- [PROBLEM DESCRIPTION]: Count the lines in the records below that contain the word "wine". Give only the number.

- [EXERCISE MATERIALS]:
======

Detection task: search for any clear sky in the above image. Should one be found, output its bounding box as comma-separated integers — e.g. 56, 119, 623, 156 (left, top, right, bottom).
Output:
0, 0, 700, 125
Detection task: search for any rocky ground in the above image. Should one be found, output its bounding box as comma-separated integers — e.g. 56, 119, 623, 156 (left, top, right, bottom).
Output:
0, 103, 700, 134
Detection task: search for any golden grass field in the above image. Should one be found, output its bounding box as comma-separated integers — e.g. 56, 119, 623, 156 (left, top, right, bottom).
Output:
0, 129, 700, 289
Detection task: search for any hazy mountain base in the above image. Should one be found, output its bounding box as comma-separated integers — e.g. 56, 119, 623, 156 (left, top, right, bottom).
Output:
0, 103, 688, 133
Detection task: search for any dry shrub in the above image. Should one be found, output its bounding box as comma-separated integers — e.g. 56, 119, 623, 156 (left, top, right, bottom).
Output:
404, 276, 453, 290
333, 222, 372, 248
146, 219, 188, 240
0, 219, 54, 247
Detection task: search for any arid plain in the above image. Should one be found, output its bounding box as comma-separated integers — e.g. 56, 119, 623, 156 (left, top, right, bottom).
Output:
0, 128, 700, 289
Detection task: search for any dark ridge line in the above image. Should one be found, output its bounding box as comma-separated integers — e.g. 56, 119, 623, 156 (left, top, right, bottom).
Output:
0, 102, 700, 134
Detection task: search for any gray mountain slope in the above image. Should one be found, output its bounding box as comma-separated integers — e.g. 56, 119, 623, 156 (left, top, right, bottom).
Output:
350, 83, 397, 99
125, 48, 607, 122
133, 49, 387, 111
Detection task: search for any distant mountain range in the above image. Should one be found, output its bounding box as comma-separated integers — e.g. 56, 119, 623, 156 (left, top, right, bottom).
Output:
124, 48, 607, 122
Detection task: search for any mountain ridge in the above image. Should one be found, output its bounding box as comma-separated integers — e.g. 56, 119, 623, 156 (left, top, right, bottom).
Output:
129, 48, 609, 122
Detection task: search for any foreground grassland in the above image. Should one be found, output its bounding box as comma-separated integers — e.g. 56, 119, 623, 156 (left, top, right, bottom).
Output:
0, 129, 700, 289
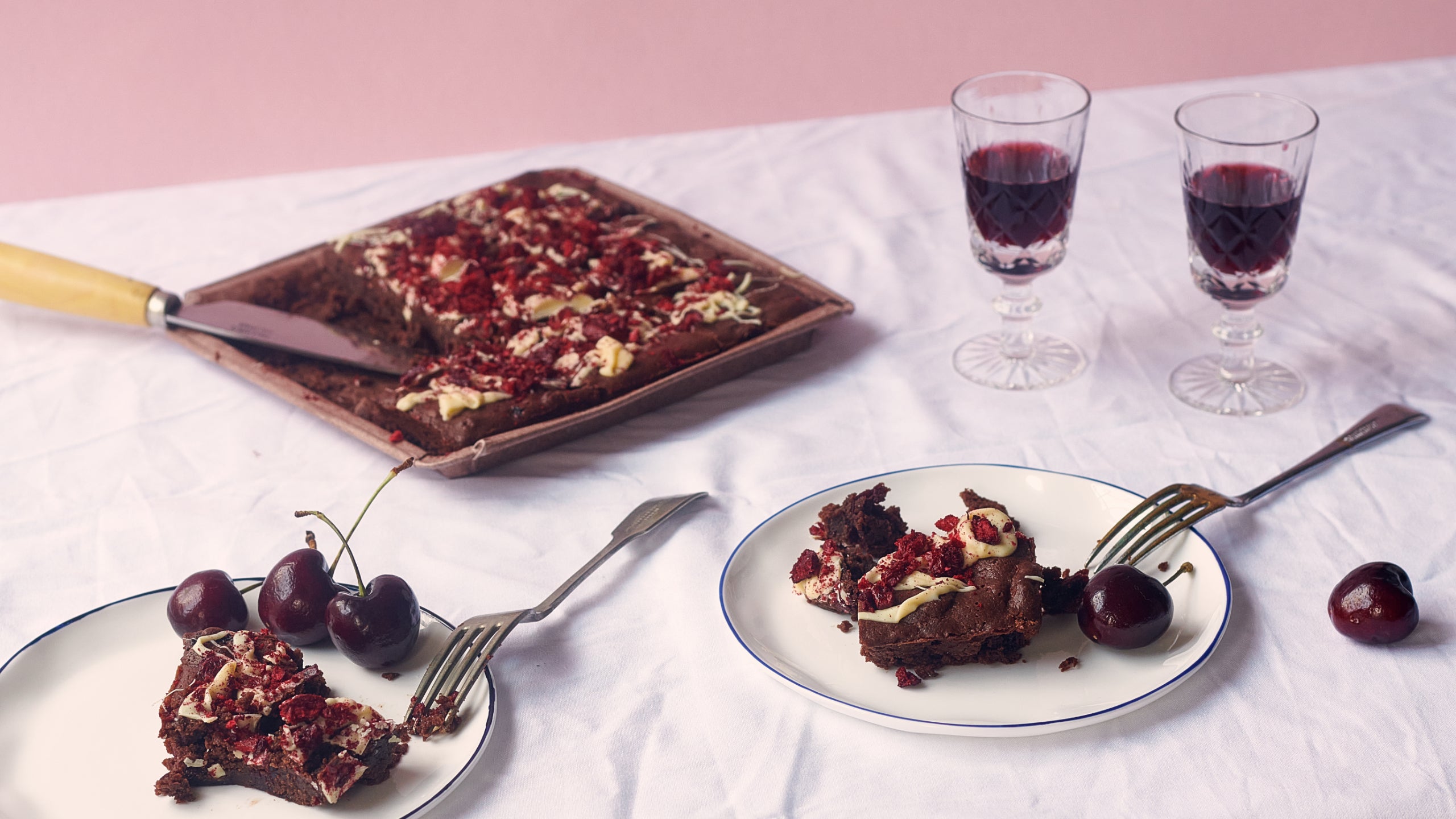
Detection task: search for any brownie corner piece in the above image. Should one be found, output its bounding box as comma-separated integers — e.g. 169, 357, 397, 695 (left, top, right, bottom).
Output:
859, 557, 1043, 676
818, 484, 908, 556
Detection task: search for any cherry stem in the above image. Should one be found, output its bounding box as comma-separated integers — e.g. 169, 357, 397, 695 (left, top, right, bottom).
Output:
1163, 561, 1193, 586
334, 541, 364, 598
293, 508, 349, 565
329, 458, 415, 571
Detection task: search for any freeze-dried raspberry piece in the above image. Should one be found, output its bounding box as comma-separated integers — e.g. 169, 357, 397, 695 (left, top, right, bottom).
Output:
895, 532, 935, 558
278, 694, 328, 724
789, 549, 818, 583
925, 544, 965, 577
895, 666, 921, 688
859, 580, 895, 612
971, 514, 1000, 545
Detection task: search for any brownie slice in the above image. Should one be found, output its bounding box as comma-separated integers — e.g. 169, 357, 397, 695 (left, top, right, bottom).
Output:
859, 551, 1043, 676
154, 628, 409, 804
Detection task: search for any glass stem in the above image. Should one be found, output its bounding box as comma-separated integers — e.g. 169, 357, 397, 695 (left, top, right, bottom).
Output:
991, 280, 1041, 358
1213, 305, 1264, 383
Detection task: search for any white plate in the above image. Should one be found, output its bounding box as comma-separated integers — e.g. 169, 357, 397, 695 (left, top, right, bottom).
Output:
0, 580, 495, 819
719, 464, 1230, 736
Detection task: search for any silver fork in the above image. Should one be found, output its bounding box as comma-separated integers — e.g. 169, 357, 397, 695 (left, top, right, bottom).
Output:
406, 493, 708, 736
1086, 404, 1431, 574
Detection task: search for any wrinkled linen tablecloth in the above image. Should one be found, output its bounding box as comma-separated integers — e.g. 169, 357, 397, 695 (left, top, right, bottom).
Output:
0, 58, 1456, 817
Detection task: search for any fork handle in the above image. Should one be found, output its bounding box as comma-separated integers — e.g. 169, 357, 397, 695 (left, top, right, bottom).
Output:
521, 532, 640, 622
1229, 404, 1431, 506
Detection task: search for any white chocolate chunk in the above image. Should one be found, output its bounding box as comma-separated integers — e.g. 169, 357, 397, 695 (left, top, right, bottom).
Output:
859, 577, 967, 622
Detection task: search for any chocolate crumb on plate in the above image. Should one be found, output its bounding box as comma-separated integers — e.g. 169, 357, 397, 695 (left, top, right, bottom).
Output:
895, 666, 920, 688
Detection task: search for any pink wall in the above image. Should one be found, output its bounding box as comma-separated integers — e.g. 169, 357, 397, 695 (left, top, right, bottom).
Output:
0, 0, 1456, 201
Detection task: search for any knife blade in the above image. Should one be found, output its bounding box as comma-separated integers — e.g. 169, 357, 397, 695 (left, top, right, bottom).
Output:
166, 301, 412, 376
0, 242, 412, 376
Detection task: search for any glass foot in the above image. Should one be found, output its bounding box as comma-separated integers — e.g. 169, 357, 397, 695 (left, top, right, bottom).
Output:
951, 332, 1087, 389
1168, 355, 1305, 415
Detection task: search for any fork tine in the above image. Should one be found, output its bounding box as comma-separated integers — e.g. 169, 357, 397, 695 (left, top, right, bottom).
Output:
419, 627, 485, 708
1085, 484, 1182, 571
1127, 504, 1223, 565
445, 641, 499, 718
440, 622, 501, 702
1097, 495, 1203, 571
415, 627, 468, 702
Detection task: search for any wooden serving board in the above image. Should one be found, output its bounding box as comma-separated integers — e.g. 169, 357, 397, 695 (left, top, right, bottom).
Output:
169, 169, 855, 478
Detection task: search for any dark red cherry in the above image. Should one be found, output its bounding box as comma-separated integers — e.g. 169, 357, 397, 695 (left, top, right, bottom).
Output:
1329, 561, 1421, 643
258, 549, 344, 646
167, 568, 247, 637
1077, 562, 1173, 648
326, 574, 419, 669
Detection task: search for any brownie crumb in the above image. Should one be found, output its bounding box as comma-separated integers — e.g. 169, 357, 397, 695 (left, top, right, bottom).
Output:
961, 490, 1011, 518
151, 761, 197, 804
405, 692, 460, 742
1041, 565, 1087, 615
895, 666, 920, 688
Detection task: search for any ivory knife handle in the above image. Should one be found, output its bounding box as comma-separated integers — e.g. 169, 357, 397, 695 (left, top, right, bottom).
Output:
0, 242, 157, 326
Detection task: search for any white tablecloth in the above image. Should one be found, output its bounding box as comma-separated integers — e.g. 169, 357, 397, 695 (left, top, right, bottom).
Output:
0, 58, 1456, 817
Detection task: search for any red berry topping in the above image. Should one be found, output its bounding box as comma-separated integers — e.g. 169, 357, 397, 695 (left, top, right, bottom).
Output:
971, 514, 1000, 545
859, 580, 895, 612
278, 694, 328, 726
789, 549, 820, 583
895, 532, 935, 558
925, 544, 965, 577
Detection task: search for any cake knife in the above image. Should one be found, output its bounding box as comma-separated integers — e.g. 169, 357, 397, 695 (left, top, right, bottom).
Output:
0, 242, 412, 376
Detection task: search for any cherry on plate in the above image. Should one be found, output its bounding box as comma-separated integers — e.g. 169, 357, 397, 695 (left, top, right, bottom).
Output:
325, 574, 419, 669
1077, 562, 1173, 648
1328, 561, 1421, 644
258, 549, 344, 646
167, 568, 247, 637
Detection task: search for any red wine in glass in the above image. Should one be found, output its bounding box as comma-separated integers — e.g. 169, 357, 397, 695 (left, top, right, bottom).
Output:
1184, 163, 1302, 301
962, 143, 1077, 275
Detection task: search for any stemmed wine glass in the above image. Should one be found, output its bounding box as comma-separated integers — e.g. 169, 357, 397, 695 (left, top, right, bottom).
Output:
1168, 92, 1319, 415
951, 72, 1092, 389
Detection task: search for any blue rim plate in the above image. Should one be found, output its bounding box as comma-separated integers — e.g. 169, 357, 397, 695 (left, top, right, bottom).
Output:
718, 464, 1232, 736
0, 578, 497, 819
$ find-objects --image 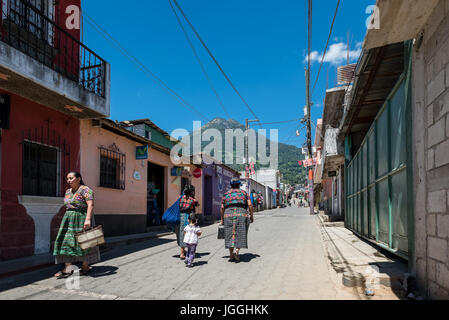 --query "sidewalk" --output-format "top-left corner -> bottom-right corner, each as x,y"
317,215 -> 408,299
0,209 -> 276,279
0,230 -> 172,279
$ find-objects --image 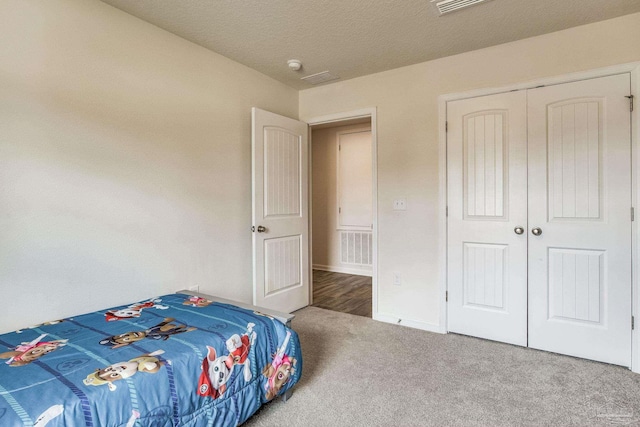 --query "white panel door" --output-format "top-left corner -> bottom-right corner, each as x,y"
252,108 -> 309,313
447,91 -> 527,346
528,74 -> 631,366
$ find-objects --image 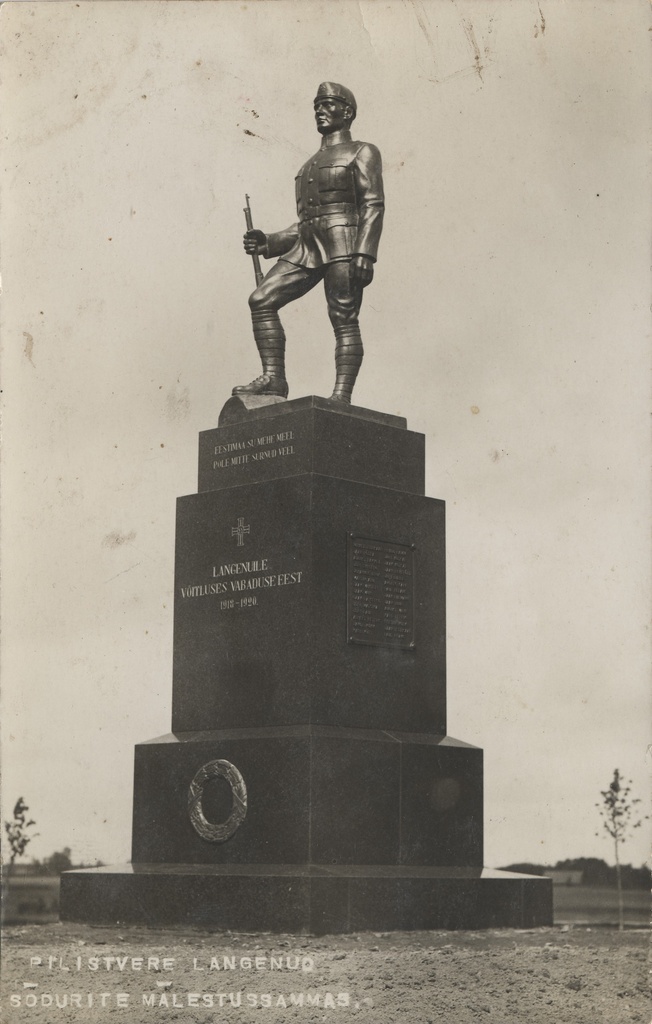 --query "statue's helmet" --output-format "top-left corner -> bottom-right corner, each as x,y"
314,82 -> 357,117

======

- [SOLVED EXERCISE]: 2